## [DATASET ENTRIES]
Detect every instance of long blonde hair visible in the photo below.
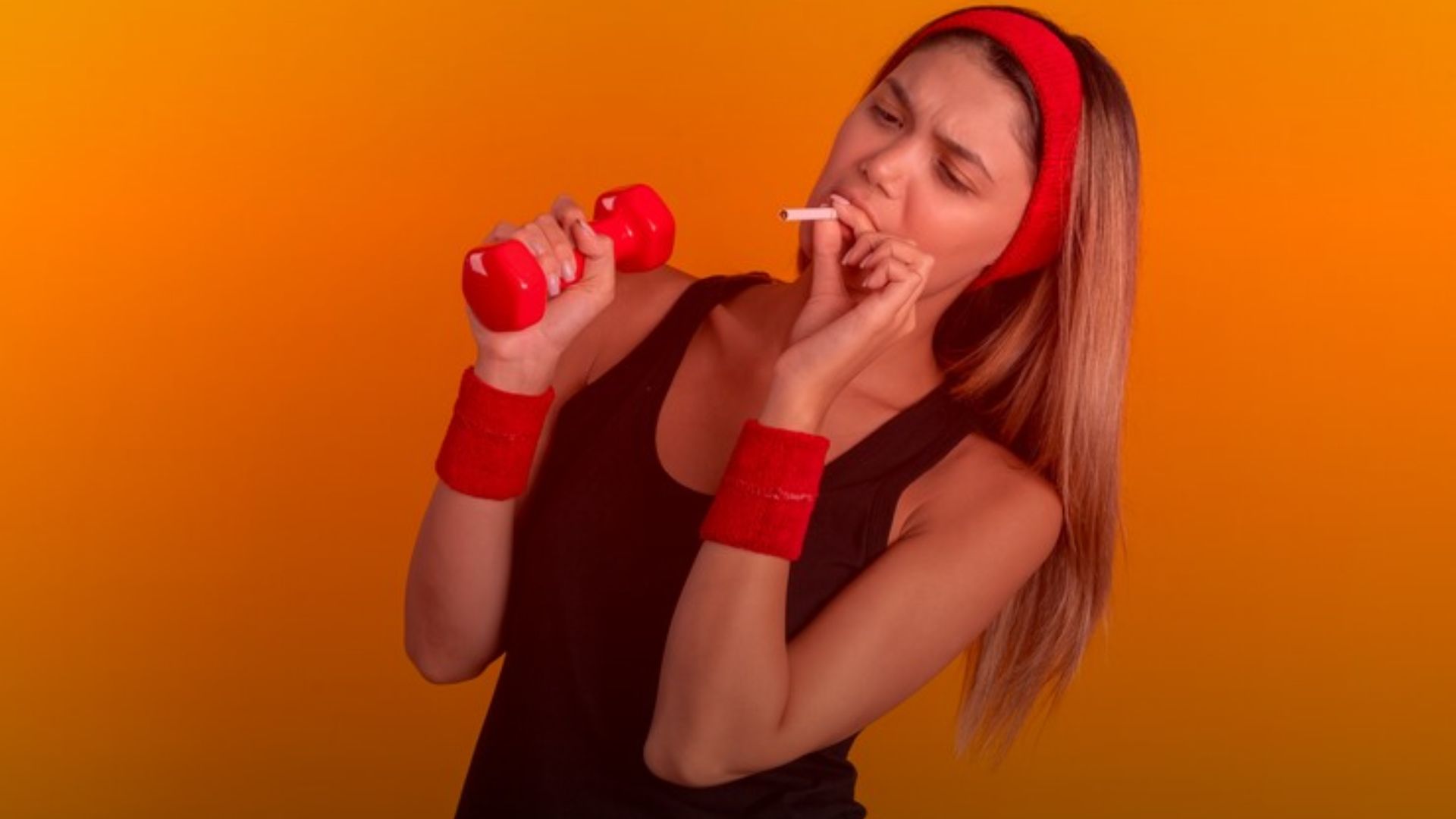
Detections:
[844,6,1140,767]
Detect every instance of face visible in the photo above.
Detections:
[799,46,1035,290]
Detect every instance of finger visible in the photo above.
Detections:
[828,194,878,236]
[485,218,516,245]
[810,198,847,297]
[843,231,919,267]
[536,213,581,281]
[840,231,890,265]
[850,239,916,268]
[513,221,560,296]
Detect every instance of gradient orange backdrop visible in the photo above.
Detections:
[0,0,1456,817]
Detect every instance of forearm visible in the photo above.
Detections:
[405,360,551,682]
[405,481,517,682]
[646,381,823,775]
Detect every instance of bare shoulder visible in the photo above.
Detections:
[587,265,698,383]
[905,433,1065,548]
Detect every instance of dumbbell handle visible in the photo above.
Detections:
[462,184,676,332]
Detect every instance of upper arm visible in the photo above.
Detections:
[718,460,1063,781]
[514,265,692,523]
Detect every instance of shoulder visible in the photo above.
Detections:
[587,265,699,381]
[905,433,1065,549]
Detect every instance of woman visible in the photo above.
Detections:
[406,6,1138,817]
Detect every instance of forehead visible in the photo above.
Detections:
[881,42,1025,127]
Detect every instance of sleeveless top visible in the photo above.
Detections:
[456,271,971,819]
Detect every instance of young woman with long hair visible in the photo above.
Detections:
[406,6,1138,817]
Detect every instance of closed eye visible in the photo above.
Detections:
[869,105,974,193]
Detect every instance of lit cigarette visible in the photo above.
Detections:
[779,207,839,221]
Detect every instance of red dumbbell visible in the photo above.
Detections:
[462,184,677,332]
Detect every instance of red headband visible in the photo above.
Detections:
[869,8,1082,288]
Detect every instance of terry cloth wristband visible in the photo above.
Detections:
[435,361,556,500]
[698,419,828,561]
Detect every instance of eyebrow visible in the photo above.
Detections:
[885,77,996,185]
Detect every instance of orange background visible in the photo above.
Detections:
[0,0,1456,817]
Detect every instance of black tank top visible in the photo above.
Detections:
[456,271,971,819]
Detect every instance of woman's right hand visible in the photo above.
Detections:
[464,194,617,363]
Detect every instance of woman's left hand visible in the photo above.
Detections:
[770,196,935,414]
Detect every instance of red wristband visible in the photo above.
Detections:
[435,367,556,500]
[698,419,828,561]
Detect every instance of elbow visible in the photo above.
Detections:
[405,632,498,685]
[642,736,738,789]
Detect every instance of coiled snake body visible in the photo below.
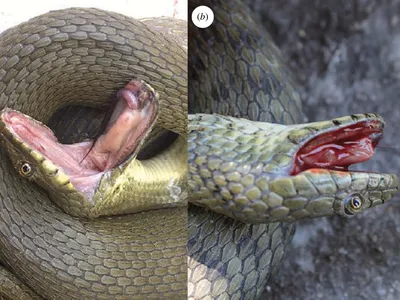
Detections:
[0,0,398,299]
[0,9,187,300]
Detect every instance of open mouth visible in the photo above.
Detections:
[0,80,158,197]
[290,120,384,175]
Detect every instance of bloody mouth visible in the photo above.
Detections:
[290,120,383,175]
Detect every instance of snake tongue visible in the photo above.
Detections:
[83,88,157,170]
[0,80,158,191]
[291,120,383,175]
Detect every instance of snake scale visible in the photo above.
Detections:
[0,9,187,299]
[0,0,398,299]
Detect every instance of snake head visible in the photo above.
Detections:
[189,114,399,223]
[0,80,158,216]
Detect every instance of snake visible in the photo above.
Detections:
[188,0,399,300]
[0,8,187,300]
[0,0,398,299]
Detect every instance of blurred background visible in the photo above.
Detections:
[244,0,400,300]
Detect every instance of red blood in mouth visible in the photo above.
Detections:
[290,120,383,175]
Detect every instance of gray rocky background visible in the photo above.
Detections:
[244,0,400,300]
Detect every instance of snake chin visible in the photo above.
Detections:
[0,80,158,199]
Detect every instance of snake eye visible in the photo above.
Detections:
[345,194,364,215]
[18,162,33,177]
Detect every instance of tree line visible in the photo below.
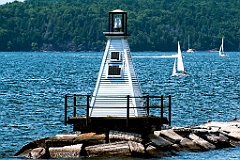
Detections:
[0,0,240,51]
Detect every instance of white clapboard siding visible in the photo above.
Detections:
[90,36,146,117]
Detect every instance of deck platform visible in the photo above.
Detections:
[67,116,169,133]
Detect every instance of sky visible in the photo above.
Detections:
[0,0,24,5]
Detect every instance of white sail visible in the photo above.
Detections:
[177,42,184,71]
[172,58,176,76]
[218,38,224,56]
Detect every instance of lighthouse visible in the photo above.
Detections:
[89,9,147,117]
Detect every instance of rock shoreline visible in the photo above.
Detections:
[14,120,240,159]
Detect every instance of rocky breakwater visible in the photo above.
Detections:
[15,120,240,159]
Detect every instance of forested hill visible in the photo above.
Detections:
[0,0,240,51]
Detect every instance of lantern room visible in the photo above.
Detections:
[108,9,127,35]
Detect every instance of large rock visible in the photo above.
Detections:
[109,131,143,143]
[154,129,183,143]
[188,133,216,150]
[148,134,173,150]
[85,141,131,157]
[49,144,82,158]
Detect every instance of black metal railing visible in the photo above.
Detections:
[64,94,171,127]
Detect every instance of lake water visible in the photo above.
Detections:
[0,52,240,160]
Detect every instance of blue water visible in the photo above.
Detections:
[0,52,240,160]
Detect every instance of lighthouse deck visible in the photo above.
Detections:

## [DO THIS]
Please gather every line of the records above that contains the word "below".

## [REPLY]
Detect every instance of long blonde hair visible in the photo below.
Detect every instance of coiled snake body visible in the photo below.
Detect every instance of tree line visible in the photo below.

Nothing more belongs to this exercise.